Data in this exercise:
------------------------------------------------------------------------

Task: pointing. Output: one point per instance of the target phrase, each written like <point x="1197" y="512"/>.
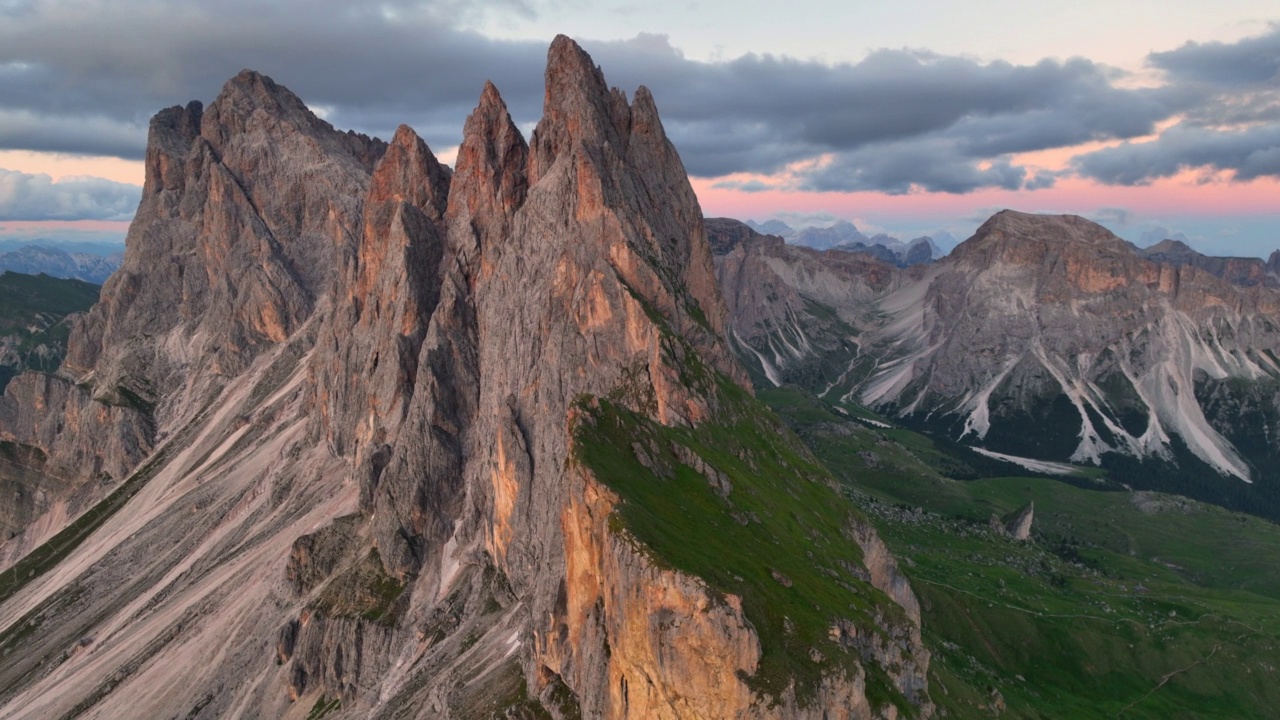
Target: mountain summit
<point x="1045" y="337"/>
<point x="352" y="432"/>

------------------------------------------------------------------------

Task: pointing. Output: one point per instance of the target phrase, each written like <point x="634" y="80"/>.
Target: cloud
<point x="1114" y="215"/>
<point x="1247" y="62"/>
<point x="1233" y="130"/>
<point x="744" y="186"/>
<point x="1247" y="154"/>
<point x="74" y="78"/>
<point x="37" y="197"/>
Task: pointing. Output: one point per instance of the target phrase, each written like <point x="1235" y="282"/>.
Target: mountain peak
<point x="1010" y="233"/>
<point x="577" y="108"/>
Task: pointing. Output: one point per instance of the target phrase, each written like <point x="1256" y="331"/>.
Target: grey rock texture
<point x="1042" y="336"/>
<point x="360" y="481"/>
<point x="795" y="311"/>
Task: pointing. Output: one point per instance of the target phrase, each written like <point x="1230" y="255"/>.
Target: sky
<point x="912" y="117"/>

------------------------------------------------------------------------

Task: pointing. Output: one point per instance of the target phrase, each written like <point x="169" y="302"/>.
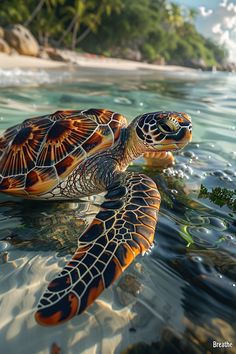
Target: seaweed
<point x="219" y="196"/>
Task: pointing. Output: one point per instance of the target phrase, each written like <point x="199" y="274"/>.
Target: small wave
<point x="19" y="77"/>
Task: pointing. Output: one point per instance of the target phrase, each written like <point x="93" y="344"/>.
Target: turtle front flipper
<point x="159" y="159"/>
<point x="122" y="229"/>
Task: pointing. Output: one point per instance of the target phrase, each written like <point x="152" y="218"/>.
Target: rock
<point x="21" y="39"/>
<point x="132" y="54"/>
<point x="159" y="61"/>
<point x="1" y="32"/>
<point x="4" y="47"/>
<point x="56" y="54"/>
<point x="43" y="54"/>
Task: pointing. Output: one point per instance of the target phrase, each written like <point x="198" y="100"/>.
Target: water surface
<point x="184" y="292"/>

------------------------------------------------------------------------

Work instructions: Pull out every line of the records above that contains the string "rock", and copy each one. Case counts.

Answer:
Target: grey rock texture
Target: rock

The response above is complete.